■ **Soal dan Tugas**
1. Dalam kutipan tentang penderitaan, berapa macam jawaban palsu dari dunia yang langsung dibongkar oleh kitab ini?
2. Sunting kutipan tentang penderitaan: tulis ulang semuanya mulai dari "Pertama, kitab ini" turun sampai ke "macam respon mendasar.", dengan "penderitaan" diganti menjadi "kesengsaraan".
3. Sambung kutipan tentang penderitaan dan jawaban palsu dunia, mulai setelah kalimat terakhirnya.

■ **Kutipan**
Pertama, kitab ini langsung membongkar 2 jawaban palsu yang dunia tawarkan ketika kita menderita. Kalau kita mau tahu jawaban yang asli, kita perlu tahu “jawaban palsunya yang mana dan mengapa itu tidak beres”. Dunia hari ini menghadapi penderitaan yang absurd, ada 2 macam respon mendasar.
Yang pertama biasanya datang dari kaum religius atau lebih ke arah kultur Timur: “Tuhan sedang menghukum saya, oleh karena itu saya perlu lebih sering ke gereja”. Kita sering berada dalam konteks seperti ini, contohnya ada satu orang yang stroke, lalu seorang jemaat gereja lain berkata, “Kamu koq stroke tidak sembuh-sembuh? Ada something wrong, imanmu pasti ngawur.” Itu respon yang seringkali muncul; kalau sakit berarti tidak punya iman. Kita juga certainly ada kecenderungan seperti ini, percaya moralisme, hukum tabur tuai, kalau saya rajin dan bekerja keras maka hidup harusnya lebih baik, ada hak saya untuk menuntut seperti itu; kalau hidup saya hancur, pasti karena saya tidak rajin dan kurang bekerja keras. Kalau kita selalu jaga makan, sebisa mungkin hidup sehat, tapi malah kena kanker atau penyakit jantung, yang seringkali muncul di pikiran adalah: saya kurang baik mungkin, maka saya kena seperti ini. Saudara, satu hal yang pasti, kalau kita mengalami hal itu karena dosa, kalau Tuhan benar-benar menghukum setimpal dengan perbuatan kita, kita tidak bakal lewat satu detik pun sejak kita lahir, bahkan kita tidak bakal lahir; fakta bahwa hari ini kita masih bertahan hidup, membuktikan kita tidak ditimpakan sepantas yang kita terima.

■ **Data Mentah**

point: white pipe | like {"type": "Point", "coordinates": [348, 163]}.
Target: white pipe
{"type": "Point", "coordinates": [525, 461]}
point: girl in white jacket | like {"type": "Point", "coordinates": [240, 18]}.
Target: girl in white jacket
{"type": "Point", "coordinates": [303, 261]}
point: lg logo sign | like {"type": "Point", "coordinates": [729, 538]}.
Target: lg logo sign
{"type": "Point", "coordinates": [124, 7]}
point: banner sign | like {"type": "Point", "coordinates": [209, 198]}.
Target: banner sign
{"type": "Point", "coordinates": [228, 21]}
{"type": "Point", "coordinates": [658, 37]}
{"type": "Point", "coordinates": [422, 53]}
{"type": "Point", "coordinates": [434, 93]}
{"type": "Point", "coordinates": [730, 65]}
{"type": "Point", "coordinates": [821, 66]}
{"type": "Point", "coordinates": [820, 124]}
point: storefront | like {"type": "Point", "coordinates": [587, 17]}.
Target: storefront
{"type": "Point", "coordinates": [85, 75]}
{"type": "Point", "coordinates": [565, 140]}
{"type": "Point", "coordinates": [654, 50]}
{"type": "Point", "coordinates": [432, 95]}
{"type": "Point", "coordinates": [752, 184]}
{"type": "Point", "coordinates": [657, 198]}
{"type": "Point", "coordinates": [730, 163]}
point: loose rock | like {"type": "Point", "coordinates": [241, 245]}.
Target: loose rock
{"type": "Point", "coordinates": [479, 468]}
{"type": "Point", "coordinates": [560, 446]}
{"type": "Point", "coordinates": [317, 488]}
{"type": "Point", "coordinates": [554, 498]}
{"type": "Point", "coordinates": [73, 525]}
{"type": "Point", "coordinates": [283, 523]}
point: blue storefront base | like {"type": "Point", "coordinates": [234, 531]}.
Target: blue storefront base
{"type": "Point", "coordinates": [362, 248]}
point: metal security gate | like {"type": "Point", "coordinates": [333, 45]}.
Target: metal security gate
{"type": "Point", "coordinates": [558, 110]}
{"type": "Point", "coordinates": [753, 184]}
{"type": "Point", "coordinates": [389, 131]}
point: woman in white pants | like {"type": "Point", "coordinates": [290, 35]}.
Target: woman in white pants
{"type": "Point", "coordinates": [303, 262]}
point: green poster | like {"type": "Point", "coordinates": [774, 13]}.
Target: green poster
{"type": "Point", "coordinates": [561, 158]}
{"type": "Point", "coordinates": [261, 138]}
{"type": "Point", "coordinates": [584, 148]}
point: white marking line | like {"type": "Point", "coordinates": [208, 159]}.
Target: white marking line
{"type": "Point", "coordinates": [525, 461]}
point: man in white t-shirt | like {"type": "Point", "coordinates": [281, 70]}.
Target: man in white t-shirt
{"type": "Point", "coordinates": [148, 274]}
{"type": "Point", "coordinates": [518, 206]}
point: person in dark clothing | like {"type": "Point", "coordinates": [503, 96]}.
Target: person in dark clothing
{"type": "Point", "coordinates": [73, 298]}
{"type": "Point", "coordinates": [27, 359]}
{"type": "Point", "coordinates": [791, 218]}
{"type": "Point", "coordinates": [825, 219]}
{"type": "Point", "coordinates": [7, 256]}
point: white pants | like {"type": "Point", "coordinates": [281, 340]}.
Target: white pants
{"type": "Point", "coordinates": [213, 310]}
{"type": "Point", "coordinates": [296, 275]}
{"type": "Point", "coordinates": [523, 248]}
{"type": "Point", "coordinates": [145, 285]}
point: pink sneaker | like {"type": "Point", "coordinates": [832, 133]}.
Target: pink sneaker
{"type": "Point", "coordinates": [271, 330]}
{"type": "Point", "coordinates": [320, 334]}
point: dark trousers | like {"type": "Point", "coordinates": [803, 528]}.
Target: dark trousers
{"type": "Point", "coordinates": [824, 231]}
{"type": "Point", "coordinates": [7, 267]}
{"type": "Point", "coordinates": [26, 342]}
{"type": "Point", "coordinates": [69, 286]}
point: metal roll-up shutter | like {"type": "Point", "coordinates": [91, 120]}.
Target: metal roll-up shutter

■ **Soal Terjawab**
1. Dua jawaban palsu.

2.
Pertama, kitab ini langsung membongkar 2 jawaban palsu yang dunia tawarkan ketika kita menderita. Kalau kita mau tahu jawaban yang asli, kita perlu tahu “jawaban palsunya yang mana dan mengapa itu tidak beres”. Dunia hari ini menghadapi kesengsaraan yang absurd, ada 2 macam respon mendasar.

3.
Respon yang kedua, yang biasa datang dari orang-orang sekuler, tidak beragama, atau yang lebih ke arah kultur barat, yaitu mereka sinis terhadap penderitaan. Waktu melihat penderitaan yang random itu, mereka mengatakan: “Ya, inilah penderitaan yang random yang tidak ada alasan datangnya, berarti seluruh dunia juga random, tidak ada alasan dan tujuannya, berarti Tuhan juga tidak ada.” Yang satu mengatakan tabur tuai, satunya lagi mengatakan tidak ada yang menabur tidak ada yang menuai, semua tidak ada, random. Kedua jawaban ini reduksional sekali, salah dan buntu secara rohani.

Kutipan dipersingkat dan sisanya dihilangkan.